# [Work order]
Copy the passage of the insulin and workout timing text from "For those wanting to" up to and including "for fat storage.", word for word.

# [Source text]
The Plan

Combining the understanding of resistance training with a knowledge of how food impacts insulin allows adjustment of exercise and food timing. Manipulating these can allow tailored results for muscle gain and/or fat loss.

Insulin can be used to build muscle and therefore provides one of the most valuable tools to increase metabolic efficiency. But if it is not controlled it will dramatically increase fat storage. The key to using it to your advantage lies in the art of meal and exercise timing.

Obese individuals already have poor insulin sensitivity and very high resting insulin levels. Therefore they should minimize any type of glucose (sugar or starch) both pre- and post-workout.

The common belief that carbs should be consumed after a workout does not apply as strongly to those seeking fat loss. Instead, these types should time their carbohydrate intake at the most insulin sensitive times.

The best times to consume any insulin promoting carbs for these types are in the morning after an overnight fast, and then within one hour after a workout. The carbohydrate load should be smaller and lower on the glycemic index.

Pre-workout carbohydrate intake is not wised because it will raise insulin, further shutting down fat loss during the workout and give the body sugar to burn instead of fat. Protein should be used for the pre-workout meal instead.

For those wanting to optimize muscle growth, carbohydrates should be eaten throughout the day. Small amounts can be taken 45 to 60 minutes before a workout, and larger amounts should be taken after the workout. Good post-workout choices are high glycemic index carbs like bananas, potatoes and pasta.

For those wanting both muscle gain and fat loss a combination of the two strategies above is wise. Limiting high starch meals to morning and post-workout, but increasing the amounts and glycemic index of carbs in the post-workout period will help build muscle without providing too much of a stimulus for fat storage.

# [Record excerpts]

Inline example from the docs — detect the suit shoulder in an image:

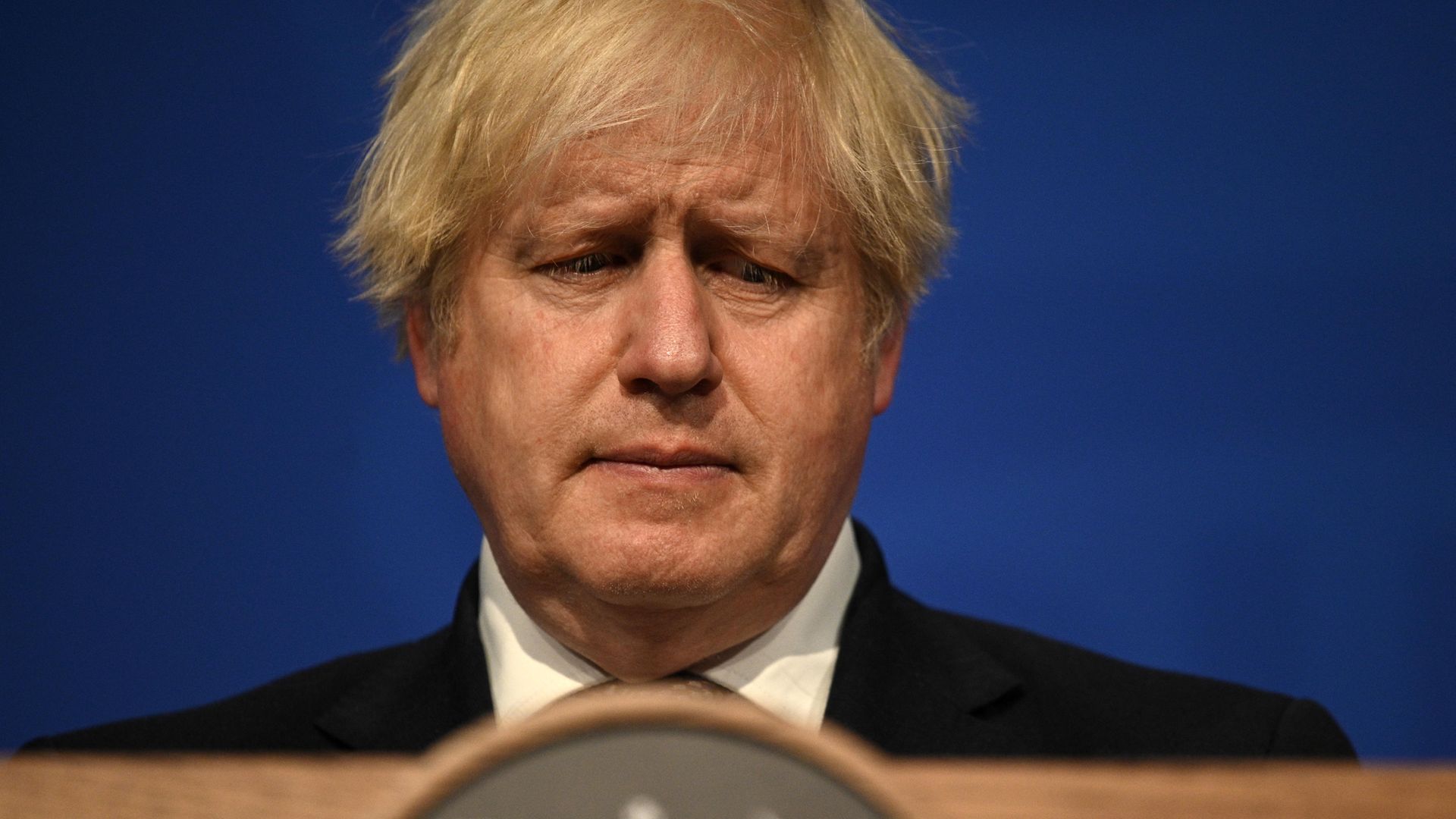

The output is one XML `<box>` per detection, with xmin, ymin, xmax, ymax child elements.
<box><xmin>899</xmin><ymin>595</ymin><xmax>1354</xmax><ymax>758</ymax></box>
<box><xmin>20</xmin><ymin>631</ymin><xmax>444</xmax><ymax>752</ymax></box>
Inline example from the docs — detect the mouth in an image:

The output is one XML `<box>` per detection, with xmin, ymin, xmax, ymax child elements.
<box><xmin>582</xmin><ymin>446</ymin><xmax>737</xmax><ymax>481</ymax></box>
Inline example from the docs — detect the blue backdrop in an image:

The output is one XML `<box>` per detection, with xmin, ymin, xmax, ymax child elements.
<box><xmin>0</xmin><ymin>0</ymin><xmax>1456</xmax><ymax>758</ymax></box>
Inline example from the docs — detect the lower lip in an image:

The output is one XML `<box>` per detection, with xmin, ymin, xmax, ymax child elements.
<box><xmin>587</xmin><ymin>460</ymin><xmax>733</xmax><ymax>485</ymax></box>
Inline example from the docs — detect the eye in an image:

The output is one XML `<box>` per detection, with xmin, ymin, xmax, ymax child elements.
<box><xmin>728</xmin><ymin>259</ymin><xmax>791</xmax><ymax>291</ymax></box>
<box><xmin>541</xmin><ymin>253</ymin><xmax>617</xmax><ymax>275</ymax></box>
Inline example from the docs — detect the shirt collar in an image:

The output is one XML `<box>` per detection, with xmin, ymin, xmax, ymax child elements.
<box><xmin>479</xmin><ymin>520</ymin><xmax>859</xmax><ymax>727</ymax></box>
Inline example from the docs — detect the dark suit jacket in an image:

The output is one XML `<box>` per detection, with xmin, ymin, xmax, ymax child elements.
<box><xmin>27</xmin><ymin>523</ymin><xmax>1354</xmax><ymax>758</ymax></box>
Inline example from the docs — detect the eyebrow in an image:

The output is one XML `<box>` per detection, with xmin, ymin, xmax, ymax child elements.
<box><xmin>508</xmin><ymin>187</ymin><xmax>839</xmax><ymax>268</ymax></box>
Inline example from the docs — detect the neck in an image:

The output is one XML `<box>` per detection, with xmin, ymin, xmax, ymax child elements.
<box><xmin>508</xmin><ymin>561</ymin><xmax>823</xmax><ymax>682</ymax></box>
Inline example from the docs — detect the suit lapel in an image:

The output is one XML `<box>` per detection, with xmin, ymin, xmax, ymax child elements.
<box><xmin>826</xmin><ymin>522</ymin><xmax>1040</xmax><ymax>755</ymax></box>
<box><xmin>315</xmin><ymin>566</ymin><xmax>492</xmax><ymax>752</ymax></box>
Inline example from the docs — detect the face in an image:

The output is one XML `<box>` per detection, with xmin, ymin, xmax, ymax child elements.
<box><xmin>410</xmin><ymin>130</ymin><xmax>900</xmax><ymax>650</ymax></box>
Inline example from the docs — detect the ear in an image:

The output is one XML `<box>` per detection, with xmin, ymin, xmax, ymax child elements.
<box><xmin>874</xmin><ymin>313</ymin><xmax>905</xmax><ymax>416</ymax></box>
<box><xmin>405</xmin><ymin>302</ymin><xmax>440</xmax><ymax>410</ymax></box>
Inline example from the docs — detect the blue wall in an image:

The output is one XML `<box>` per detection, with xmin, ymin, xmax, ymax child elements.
<box><xmin>0</xmin><ymin>0</ymin><xmax>1456</xmax><ymax>758</ymax></box>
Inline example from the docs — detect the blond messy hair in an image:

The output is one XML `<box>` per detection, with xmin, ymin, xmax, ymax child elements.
<box><xmin>337</xmin><ymin>0</ymin><xmax>970</xmax><ymax>351</ymax></box>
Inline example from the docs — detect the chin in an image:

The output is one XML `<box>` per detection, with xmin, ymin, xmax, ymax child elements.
<box><xmin>568</xmin><ymin>532</ymin><xmax>763</xmax><ymax>609</ymax></box>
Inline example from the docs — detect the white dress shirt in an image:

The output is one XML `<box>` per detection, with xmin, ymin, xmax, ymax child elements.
<box><xmin>479</xmin><ymin>520</ymin><xmax>859</xmax><ymax>729</ymax></box>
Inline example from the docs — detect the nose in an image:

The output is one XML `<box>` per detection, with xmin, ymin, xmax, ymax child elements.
<box><xmin>617</xmin><ymin>251</ymin><xmax>723</xmax><ymax>398</ymax></box>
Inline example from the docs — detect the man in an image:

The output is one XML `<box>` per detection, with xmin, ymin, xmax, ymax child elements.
<box><xmin>23</xmin><ymin>0</ymin><xmax>1353</xmax><ymax>756</ymax></box>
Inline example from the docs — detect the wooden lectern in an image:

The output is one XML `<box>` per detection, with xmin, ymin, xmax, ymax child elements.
<box><xmin>0</xmin><ymin>695</ymin><xmax>1456</xmax><ymax>819</ymax></box>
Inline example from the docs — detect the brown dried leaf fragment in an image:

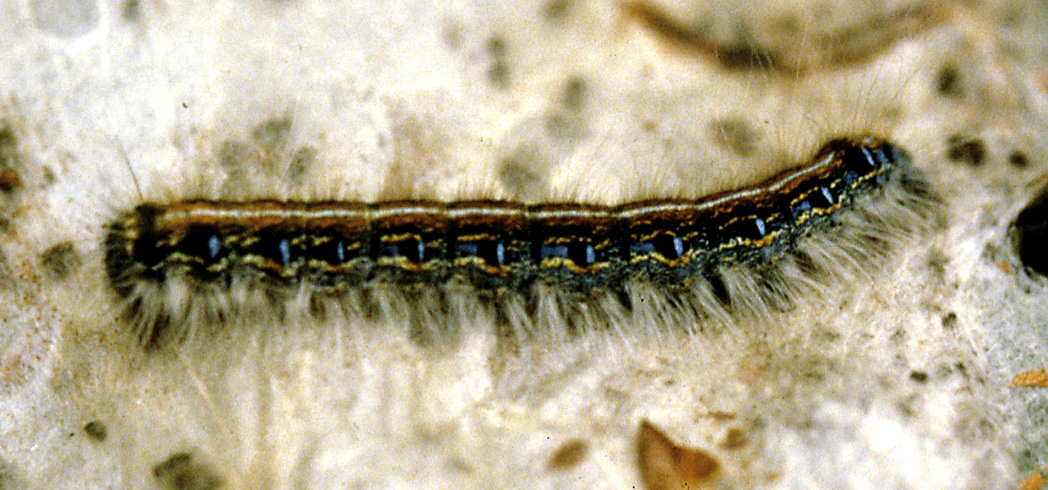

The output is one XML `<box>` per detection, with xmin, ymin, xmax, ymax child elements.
<box><xmin>1019</xmin><ymin>471</ymin><xmax>1045</xmax><ymax>490</ymax></box>
<box><xmin>1008</xmin><ymin>370</ymin><xmax>1048</xmax><ymax>387</ymax></box>
<box><xmin>637</xmin><ymin>421</ymin><xmax>720</xmax><ymax>490</ymax></box>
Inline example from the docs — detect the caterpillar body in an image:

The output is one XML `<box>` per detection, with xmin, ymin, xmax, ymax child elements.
<box><xmin>105</xmin><ymin>137</ymin><xmax>930</xmax><ymax>346</ymax></box>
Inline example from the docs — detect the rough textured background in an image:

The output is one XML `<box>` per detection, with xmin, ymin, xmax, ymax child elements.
<box><xmin>0</xmin><ymin>0</ymin><xmax>1048</xmax><ymax>489</ymax></box>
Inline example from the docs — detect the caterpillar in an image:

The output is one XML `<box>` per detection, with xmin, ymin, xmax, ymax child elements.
<box><xmin>104</xmin><ymin>136</ymin><xmax>933</xmax><ymax>347</ymax></box>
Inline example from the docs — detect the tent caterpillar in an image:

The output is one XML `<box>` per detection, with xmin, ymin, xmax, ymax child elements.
<box><xmin>105</xmin><ymin>137</ymin><xmax>929</xmax><ymax>347</ymax></box>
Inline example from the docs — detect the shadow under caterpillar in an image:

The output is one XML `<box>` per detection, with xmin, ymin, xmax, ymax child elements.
<box><xmin>105</xmin><ymin>137</ymin><xmax>935</xmax><ymax>348</ymax></box>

# [Task response]
For those wanting to optimize muscle growth, carbohydrates should be eaten throughout the day. Small amounts can be taken 45 to 60 minutes before a workout, and larger amounts should be taken after the workout. Good post-workout choices are high glycemic index carbs like bananas, potatoes and pasta.

For those wanting both muscle gain and fat loss a combination of the two strategies above is wise. Limiting high starch meals to morning and post-workout, but increasing the amounts and glycemic index of carbs in the post-workout period will help build muscle without providing too much of a stimulus for fat storage.